> [Description of the task] Copy verbatim the block of lines in the entries below whose first line contains "x=32, y=353" and whose last line contains "x=158, y=569". Leave out all other lines.

Saved entries:

++++++++++

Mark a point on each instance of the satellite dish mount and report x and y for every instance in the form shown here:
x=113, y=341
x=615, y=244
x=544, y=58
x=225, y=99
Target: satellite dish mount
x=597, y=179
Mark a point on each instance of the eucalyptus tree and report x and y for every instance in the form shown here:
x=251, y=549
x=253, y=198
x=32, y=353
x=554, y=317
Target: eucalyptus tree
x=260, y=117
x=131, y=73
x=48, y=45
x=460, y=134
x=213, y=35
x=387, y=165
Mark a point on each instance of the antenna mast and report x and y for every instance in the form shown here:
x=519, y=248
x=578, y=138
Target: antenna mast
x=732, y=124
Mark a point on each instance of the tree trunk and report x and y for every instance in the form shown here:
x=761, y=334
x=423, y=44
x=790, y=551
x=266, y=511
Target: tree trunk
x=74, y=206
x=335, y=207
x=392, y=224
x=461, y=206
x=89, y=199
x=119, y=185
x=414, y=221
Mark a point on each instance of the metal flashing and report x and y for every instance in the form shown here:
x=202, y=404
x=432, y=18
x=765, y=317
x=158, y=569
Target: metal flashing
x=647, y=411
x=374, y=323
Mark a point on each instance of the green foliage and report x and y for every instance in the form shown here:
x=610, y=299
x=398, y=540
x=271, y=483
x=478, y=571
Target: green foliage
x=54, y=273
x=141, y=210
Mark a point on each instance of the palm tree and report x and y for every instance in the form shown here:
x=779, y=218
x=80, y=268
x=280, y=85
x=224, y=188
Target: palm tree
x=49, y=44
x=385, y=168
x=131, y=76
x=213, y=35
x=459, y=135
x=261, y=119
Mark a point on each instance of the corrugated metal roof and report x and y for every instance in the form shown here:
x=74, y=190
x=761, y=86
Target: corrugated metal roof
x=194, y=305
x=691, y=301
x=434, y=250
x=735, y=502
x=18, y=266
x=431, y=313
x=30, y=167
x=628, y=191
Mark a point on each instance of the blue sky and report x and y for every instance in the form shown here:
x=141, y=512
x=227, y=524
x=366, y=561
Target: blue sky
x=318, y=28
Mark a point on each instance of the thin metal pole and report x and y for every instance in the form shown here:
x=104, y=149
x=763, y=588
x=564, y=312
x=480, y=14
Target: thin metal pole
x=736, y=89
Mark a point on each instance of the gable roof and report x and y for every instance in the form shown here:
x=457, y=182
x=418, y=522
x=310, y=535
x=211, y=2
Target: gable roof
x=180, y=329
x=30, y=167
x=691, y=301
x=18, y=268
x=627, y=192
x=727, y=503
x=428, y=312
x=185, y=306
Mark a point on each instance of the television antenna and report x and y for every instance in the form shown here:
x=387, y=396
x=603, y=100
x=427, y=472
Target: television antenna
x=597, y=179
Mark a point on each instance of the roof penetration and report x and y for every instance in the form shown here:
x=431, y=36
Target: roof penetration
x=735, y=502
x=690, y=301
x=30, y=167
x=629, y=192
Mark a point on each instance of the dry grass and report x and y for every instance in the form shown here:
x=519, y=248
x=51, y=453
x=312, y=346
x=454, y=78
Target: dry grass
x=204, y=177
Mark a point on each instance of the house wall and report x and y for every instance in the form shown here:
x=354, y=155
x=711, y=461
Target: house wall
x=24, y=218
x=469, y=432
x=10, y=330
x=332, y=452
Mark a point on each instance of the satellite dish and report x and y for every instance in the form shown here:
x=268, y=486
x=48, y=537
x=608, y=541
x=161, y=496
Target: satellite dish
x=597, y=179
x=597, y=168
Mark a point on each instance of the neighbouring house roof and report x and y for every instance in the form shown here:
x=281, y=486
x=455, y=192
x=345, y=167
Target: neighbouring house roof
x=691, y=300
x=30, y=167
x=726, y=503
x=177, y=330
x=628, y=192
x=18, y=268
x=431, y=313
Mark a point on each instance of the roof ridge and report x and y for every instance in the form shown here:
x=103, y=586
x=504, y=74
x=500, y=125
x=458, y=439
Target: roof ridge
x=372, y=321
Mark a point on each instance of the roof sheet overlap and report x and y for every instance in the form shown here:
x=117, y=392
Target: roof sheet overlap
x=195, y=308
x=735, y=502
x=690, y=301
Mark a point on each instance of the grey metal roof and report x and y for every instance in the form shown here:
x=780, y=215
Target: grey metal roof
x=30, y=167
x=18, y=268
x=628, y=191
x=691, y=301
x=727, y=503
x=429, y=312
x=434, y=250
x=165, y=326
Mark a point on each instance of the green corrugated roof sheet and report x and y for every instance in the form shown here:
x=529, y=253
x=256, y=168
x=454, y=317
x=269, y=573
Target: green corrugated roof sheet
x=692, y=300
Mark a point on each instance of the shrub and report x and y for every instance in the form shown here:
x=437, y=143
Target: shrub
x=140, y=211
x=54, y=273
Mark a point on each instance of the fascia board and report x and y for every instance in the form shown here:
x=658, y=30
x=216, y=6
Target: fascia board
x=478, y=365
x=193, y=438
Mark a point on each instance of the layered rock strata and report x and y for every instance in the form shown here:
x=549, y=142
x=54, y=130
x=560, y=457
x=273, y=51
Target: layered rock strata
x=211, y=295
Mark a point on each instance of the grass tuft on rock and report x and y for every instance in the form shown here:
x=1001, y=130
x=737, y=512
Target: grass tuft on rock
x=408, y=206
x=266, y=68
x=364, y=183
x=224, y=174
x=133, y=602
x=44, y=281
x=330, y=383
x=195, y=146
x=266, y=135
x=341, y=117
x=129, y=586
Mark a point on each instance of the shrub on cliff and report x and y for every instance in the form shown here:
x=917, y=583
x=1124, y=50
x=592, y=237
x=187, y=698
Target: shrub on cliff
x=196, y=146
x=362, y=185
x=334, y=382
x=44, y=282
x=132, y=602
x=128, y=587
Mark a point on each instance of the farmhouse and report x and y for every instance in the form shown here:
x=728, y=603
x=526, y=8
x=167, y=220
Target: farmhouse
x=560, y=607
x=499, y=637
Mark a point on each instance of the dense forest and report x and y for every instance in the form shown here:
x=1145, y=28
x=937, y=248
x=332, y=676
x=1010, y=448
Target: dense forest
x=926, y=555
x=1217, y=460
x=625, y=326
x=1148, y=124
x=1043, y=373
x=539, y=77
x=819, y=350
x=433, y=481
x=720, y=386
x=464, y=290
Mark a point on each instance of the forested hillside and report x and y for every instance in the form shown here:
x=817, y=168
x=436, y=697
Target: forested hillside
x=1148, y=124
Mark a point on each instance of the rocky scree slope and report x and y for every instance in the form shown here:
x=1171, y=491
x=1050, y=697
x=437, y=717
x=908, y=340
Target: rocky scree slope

++++++++++

> [Exercise output]
x=32, y=353
x=554, y=317
Target: eucalyptus tree
x=260, y=117
x=131, y=73
x=48, y=45
x=460, y=134
x=213, y=35
x=387, y=165
Mark a point on each instance of the antenna mast and report x and y for every instance in the form shown here:
x=519, y=248
x=578, y=138
Target: antenna mast
x=732, y=124
Mark a point on each instance of the tree trunk and report x and y for every instance in the form shown here:
x=761, y=334
x=423, y=44
x=790, y=551
x=266, y=511
Target: tree trunk
x=74, y=206
x=335, y=207
x=392, y=224
x=461, y=206
x=89, y=199
x=119, y=185
x=414, y=221
Mark a point on each instance of the metal flashing and report x and y for every instance in the form shown here:
x=202, y=404
x=432, y=18
x=765, y=317
x=158, y=569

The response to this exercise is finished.